Go to the line in the entries below that holds "Query: white cloud" and repeat exactly from there through the line that holds "[indicate] dense green", inclusive.

--

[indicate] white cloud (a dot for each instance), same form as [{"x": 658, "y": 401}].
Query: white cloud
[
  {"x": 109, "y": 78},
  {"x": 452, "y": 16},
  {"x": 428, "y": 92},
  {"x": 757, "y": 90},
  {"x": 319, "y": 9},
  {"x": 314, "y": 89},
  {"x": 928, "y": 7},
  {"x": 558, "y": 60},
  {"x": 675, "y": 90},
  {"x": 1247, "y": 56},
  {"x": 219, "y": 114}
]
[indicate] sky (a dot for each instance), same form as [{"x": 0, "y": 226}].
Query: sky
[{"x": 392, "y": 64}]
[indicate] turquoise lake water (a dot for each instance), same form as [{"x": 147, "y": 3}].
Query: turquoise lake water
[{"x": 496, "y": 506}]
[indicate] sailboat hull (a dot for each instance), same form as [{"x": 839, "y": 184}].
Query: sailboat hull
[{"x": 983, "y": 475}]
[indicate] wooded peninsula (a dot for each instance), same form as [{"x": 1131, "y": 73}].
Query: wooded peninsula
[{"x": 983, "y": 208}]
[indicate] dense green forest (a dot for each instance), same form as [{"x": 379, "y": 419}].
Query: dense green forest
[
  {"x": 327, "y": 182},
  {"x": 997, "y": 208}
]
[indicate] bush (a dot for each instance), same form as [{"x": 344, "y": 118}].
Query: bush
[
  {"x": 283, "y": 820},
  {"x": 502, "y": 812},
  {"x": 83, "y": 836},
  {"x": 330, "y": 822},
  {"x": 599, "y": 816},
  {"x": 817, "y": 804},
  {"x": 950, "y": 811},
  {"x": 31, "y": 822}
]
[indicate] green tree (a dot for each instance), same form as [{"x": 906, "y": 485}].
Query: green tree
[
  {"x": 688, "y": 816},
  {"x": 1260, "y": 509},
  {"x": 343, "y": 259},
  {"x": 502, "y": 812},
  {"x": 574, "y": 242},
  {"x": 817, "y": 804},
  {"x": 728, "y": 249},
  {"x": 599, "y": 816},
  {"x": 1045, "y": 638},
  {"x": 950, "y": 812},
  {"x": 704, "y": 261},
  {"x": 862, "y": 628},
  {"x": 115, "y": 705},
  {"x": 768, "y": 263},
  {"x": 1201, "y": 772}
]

--

Result below
Query: white cloud
[
  {"x": 109, "y": 78},
  {"x": 452, "y": 16},
  {"x": 428, "y": 92},
  {"x": 757, "y": 90},
  {"x": 319, "y": 9},
  {"x": 314, "y": 89},
  {"x": 928, "y": 7},
  {"x": 558, "y": 60},
  {"x": 675, "y": 90},
  {"x": 1247, "y": 56},
  {"x": 219, "y": 114}
]
[indicate] sky (a dot for each instance), same form as [{"x": 0, "y": 226}].
Query: sky
[{"x": 392, "y": 64}]
[indicate] turquoise lake water (a dot for each instance), same form as [{"x": 147, "y": 3}].
Query: turquoise lake water
[{"x": 496, "y": 506}]
[indicate] sailboat hull (a dot for each instance), same form as [{"x": 839, "y": 184}].
Query: sailboat hull
[{"x": 983, "y": 475}]
[indicate] wooded peninsula (a dot for each instance), same form as [{"x": 1131, "y": 73}].
Query: wooded peninsula
[{"x": 983, "y": 208}]
[indicate] dense green forest (a dot for each instance), same form as [{"x": 379, "y": 419}].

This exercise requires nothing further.